[Your task] Swap "arched window" for "round window" in the records from the line with "# test: pin the arched" up to and including the line with "point(315, 6)", and give back only those lines with everything else left the same.

[Task material]
..........
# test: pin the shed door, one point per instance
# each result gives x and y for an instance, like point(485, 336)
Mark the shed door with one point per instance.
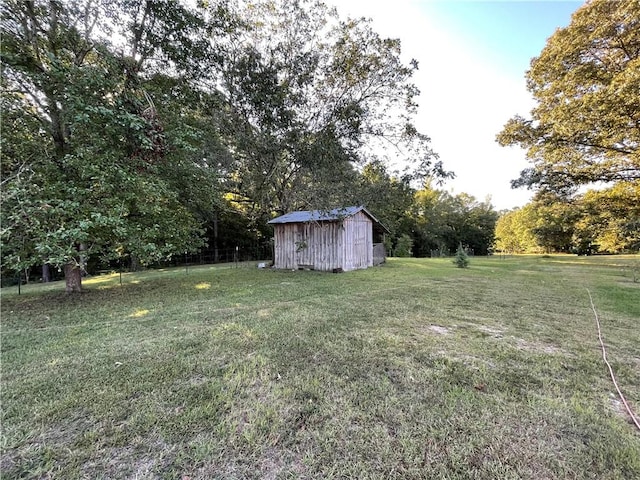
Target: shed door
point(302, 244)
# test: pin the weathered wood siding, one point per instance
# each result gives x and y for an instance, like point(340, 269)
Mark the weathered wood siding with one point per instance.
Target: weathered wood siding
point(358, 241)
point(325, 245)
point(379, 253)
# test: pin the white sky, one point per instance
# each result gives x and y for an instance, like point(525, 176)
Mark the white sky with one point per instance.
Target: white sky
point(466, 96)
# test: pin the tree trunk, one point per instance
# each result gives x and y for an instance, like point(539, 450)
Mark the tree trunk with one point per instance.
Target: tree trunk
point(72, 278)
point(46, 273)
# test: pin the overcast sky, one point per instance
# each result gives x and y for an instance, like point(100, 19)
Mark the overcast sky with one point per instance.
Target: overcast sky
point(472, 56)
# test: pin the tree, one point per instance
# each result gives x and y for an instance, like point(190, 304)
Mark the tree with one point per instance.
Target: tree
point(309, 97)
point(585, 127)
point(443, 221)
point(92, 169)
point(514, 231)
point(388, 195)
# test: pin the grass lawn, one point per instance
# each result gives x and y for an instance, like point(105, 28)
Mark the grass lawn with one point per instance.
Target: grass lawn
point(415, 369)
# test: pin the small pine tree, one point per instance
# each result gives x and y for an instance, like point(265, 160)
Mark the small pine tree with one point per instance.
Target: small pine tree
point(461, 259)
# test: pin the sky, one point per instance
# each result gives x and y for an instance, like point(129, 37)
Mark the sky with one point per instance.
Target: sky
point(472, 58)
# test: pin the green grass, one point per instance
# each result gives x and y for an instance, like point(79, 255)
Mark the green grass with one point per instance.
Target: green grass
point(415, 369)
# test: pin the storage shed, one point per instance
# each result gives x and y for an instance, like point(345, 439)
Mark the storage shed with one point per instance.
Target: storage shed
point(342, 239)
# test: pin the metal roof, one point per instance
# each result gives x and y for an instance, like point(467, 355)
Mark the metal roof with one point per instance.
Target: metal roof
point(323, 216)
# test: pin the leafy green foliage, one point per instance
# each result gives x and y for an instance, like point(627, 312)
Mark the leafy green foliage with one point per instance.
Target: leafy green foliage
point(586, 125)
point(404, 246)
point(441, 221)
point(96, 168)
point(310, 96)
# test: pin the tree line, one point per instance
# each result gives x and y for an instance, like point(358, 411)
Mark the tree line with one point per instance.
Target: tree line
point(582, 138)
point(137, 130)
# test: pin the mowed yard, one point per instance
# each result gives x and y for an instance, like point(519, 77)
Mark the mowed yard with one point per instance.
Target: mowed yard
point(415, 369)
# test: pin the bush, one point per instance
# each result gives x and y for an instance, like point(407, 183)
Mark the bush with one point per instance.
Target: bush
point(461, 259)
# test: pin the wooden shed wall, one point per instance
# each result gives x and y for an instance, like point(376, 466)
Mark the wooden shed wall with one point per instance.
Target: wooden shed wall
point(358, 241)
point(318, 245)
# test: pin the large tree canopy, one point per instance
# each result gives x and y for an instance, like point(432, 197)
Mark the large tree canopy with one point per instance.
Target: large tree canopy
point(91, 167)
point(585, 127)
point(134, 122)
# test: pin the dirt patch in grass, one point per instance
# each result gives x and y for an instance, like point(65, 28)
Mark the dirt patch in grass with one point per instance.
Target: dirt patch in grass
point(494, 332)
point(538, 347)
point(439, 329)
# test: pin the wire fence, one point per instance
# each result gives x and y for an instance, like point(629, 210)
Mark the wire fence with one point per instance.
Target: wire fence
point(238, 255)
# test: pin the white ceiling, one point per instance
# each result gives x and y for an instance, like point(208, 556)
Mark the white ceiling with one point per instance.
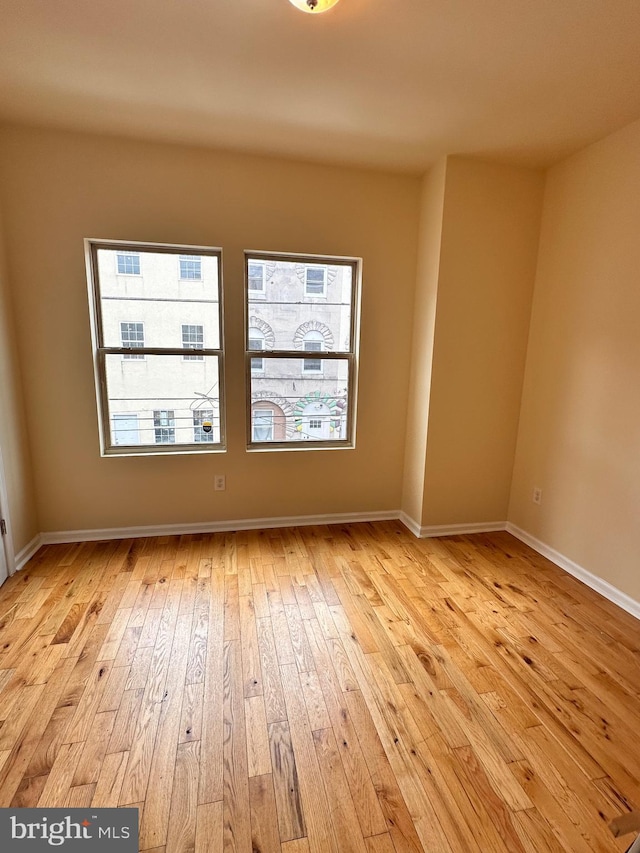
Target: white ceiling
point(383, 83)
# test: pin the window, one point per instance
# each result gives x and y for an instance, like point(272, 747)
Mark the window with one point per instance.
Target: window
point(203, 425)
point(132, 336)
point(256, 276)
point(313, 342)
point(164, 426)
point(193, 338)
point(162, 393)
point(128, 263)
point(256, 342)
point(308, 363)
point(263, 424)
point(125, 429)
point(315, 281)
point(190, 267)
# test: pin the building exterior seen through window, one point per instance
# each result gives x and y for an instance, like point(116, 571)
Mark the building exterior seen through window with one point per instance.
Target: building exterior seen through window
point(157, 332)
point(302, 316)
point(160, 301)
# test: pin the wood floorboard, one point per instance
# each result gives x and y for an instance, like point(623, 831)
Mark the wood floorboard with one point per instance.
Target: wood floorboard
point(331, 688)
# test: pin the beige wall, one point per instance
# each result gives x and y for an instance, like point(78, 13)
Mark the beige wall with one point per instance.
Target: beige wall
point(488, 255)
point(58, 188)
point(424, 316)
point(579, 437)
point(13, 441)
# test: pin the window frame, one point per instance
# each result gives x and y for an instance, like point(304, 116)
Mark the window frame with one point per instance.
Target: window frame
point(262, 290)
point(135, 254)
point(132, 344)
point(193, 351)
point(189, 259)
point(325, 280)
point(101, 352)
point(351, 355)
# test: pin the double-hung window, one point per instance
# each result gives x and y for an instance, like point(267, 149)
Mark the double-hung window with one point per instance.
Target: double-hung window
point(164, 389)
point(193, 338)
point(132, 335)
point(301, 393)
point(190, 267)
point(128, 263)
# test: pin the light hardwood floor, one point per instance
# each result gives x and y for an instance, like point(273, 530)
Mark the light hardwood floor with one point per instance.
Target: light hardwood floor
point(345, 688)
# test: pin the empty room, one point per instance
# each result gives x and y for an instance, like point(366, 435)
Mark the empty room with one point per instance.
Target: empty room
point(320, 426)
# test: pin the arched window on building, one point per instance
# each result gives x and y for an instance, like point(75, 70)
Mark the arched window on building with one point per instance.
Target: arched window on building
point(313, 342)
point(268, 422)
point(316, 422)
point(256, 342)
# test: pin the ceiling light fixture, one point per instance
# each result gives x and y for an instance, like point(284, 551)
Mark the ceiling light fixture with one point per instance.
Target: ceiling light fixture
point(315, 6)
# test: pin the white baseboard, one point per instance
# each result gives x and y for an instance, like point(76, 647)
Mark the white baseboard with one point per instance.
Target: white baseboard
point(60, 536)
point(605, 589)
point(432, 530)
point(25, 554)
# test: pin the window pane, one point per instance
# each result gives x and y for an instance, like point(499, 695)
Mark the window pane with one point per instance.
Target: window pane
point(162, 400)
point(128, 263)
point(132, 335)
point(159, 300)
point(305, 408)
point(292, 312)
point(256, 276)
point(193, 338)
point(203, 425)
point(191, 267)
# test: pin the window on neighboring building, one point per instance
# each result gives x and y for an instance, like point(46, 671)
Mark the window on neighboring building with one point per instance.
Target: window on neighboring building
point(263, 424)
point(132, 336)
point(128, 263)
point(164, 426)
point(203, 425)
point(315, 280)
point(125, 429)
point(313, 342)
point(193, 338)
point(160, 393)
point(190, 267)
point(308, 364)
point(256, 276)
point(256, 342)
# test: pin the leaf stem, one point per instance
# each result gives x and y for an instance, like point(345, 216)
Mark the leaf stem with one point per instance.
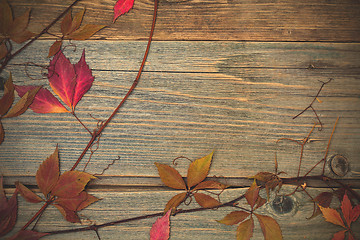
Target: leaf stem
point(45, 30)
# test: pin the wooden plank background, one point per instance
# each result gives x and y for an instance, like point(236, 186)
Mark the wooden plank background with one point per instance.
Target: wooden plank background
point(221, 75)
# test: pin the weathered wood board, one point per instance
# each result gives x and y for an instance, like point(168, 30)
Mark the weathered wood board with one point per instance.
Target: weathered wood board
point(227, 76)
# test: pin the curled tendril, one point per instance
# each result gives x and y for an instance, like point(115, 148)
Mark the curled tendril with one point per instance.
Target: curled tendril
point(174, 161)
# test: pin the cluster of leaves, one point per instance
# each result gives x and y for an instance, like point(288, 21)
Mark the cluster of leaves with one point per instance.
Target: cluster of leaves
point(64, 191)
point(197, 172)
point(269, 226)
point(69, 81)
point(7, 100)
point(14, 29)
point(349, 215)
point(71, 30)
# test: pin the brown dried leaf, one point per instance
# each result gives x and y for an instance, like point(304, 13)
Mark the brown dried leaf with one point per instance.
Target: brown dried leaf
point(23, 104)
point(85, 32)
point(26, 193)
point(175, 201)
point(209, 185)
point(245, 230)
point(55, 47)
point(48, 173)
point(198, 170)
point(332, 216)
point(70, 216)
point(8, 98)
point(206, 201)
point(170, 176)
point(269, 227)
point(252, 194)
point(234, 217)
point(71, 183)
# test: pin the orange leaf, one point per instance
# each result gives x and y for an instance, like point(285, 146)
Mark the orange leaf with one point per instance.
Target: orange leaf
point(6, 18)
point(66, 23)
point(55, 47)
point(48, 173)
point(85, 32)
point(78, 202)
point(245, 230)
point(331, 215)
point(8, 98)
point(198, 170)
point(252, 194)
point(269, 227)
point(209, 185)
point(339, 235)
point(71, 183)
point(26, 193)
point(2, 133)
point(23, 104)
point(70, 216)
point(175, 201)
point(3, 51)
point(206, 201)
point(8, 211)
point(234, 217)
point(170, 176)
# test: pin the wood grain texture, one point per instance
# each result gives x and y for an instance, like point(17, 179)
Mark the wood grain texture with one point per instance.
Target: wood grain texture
..........
[Finished exercise]
# test: pin the round window on building, one point per instance
# each result gives x and y for an instance, like point(75, 70)
Mark the round window on building with one point per instance.
Target: round window on building
point(313, 342)
point(268, 422)
point(316, 422)
point(256, 342)
# test: pin the ceiling light fixture, one point per instance
# each result gives x and y for an instance, like point(284, 551)
Mark the ceiling light fixture with one point per instance.
Target: ceiling light fixture
point(315, 6)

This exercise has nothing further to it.